■ **Work instructions**: Below are some records. Pull every line that contains the word "reflection".

BEGIN

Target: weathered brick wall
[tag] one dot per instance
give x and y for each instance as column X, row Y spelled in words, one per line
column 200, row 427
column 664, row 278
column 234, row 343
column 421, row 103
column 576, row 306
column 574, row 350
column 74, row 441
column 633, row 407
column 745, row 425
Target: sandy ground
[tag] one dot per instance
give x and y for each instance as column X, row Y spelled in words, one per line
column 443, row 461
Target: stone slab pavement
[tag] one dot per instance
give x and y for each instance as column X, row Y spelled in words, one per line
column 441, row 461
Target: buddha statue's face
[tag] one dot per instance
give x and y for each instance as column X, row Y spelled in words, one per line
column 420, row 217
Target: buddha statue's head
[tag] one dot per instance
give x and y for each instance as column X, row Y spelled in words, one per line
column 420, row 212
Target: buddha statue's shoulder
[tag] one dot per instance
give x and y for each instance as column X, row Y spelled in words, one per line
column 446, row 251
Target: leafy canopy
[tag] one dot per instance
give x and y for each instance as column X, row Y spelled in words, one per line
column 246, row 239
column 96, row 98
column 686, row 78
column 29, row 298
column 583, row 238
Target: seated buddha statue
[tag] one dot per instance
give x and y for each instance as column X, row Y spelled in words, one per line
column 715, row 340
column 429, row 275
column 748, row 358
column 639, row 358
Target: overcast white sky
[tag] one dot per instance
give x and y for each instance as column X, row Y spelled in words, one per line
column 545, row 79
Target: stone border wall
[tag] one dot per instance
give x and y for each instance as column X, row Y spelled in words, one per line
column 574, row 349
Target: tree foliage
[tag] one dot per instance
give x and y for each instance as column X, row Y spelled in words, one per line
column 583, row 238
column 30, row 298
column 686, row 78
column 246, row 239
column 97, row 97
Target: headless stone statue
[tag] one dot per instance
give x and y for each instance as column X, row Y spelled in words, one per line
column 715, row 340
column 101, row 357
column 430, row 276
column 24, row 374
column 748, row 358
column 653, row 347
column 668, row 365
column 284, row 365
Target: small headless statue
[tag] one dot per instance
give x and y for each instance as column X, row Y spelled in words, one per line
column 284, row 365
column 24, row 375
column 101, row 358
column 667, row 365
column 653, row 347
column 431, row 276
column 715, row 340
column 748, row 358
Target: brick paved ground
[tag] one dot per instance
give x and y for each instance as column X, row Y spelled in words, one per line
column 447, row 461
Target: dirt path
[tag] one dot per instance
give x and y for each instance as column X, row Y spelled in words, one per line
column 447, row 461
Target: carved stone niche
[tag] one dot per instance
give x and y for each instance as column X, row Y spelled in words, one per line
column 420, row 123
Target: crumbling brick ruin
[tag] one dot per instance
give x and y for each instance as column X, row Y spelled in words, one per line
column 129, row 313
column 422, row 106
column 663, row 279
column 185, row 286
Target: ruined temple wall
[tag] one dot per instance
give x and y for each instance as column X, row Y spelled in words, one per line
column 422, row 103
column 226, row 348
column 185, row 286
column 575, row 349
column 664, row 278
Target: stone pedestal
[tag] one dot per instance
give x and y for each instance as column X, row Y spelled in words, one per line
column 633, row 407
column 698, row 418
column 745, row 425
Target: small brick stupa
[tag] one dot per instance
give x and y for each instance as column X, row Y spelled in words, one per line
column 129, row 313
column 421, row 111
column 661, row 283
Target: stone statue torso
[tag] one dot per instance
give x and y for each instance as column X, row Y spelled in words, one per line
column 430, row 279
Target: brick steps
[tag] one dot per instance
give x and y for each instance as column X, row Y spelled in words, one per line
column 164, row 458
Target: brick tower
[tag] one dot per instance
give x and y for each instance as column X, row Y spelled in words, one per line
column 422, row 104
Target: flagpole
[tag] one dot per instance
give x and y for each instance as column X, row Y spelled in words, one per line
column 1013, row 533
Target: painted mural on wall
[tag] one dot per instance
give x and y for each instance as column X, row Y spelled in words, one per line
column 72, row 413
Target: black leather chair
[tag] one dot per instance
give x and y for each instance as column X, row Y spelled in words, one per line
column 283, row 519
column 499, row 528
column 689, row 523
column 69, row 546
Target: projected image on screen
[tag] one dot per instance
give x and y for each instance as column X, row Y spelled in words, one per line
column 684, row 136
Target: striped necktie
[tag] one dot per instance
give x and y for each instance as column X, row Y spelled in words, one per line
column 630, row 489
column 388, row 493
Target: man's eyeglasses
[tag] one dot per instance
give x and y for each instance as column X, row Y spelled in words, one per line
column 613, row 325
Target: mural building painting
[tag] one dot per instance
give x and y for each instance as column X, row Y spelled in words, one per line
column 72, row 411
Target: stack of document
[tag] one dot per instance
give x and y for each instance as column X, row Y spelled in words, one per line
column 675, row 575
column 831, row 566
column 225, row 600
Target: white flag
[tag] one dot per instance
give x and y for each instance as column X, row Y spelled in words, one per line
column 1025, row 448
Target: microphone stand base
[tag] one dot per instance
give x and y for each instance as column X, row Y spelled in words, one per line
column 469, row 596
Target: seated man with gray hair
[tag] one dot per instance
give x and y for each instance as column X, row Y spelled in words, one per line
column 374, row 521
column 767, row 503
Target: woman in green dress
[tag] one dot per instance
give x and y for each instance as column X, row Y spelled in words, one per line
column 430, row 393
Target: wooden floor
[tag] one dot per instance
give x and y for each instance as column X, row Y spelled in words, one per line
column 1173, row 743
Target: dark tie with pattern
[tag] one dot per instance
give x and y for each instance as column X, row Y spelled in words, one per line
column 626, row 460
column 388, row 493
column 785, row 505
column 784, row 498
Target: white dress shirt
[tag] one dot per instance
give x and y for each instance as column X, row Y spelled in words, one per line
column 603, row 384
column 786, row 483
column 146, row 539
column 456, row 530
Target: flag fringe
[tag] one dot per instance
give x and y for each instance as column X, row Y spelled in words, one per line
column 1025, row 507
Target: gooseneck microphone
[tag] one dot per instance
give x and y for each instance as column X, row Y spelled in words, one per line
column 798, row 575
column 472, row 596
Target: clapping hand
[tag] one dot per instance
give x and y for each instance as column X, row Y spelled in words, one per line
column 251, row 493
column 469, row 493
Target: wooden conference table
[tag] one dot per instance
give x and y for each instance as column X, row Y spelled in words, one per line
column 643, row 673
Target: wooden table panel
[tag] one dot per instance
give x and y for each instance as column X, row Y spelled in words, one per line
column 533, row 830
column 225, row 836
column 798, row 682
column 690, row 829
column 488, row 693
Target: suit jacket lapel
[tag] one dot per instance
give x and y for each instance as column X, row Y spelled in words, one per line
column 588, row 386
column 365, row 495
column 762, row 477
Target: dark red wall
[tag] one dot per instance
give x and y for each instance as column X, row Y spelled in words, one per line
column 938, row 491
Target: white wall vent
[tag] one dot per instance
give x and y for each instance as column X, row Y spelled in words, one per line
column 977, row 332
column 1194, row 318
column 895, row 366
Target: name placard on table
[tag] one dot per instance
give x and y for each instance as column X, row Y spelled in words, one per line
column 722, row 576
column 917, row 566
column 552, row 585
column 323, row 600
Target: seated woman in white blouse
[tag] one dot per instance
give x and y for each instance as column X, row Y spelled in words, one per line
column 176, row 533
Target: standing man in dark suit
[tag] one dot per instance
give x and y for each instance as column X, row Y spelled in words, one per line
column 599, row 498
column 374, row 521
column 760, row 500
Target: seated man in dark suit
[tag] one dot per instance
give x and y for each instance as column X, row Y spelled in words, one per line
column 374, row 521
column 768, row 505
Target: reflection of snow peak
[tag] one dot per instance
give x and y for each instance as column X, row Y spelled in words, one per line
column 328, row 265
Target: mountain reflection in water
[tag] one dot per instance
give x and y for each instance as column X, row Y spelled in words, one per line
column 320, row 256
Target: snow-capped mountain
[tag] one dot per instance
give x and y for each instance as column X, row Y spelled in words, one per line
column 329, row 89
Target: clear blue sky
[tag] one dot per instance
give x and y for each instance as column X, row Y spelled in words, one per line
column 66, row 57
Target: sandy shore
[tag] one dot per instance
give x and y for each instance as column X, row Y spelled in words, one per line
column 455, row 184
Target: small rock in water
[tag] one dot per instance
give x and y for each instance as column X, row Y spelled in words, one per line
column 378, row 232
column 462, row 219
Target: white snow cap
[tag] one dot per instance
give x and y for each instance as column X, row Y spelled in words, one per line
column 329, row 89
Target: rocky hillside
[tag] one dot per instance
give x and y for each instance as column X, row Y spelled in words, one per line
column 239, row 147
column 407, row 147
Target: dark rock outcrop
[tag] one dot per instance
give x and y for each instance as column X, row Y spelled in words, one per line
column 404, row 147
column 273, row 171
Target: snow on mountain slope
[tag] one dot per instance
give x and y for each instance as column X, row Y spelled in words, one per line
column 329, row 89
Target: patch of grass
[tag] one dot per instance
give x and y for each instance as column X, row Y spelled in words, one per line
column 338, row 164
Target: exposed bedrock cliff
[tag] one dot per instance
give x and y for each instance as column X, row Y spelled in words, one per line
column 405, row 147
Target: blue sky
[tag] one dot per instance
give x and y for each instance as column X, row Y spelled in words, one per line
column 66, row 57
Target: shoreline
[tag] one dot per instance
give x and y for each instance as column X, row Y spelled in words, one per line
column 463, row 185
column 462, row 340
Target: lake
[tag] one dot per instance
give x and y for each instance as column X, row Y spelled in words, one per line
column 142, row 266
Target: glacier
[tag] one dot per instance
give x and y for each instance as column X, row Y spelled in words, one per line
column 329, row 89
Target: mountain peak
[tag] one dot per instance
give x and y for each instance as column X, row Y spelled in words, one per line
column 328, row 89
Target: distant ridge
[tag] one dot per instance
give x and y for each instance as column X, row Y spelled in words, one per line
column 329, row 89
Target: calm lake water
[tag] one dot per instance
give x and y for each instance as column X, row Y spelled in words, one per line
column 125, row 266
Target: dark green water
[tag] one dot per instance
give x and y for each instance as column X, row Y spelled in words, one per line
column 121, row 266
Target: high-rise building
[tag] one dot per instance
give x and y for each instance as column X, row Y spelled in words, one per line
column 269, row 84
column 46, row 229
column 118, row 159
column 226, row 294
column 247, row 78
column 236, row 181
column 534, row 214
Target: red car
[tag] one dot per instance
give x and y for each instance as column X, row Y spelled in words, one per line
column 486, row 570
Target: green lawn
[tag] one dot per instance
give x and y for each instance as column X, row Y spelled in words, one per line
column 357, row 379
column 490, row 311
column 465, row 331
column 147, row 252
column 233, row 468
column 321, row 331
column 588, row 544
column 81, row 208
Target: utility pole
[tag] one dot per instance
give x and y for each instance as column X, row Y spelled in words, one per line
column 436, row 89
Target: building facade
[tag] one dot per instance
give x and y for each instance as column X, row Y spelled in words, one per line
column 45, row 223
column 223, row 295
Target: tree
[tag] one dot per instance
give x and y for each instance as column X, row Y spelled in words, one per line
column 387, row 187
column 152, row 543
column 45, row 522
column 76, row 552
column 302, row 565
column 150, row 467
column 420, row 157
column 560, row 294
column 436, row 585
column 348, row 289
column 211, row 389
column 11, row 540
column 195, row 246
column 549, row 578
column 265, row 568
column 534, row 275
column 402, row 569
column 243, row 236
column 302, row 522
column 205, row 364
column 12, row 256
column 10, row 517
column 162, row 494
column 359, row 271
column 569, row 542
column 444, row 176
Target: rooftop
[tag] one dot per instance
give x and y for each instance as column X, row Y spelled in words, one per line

END

■ **Task response**:
Target: reflection of snow peak
Target: mountain reflection in water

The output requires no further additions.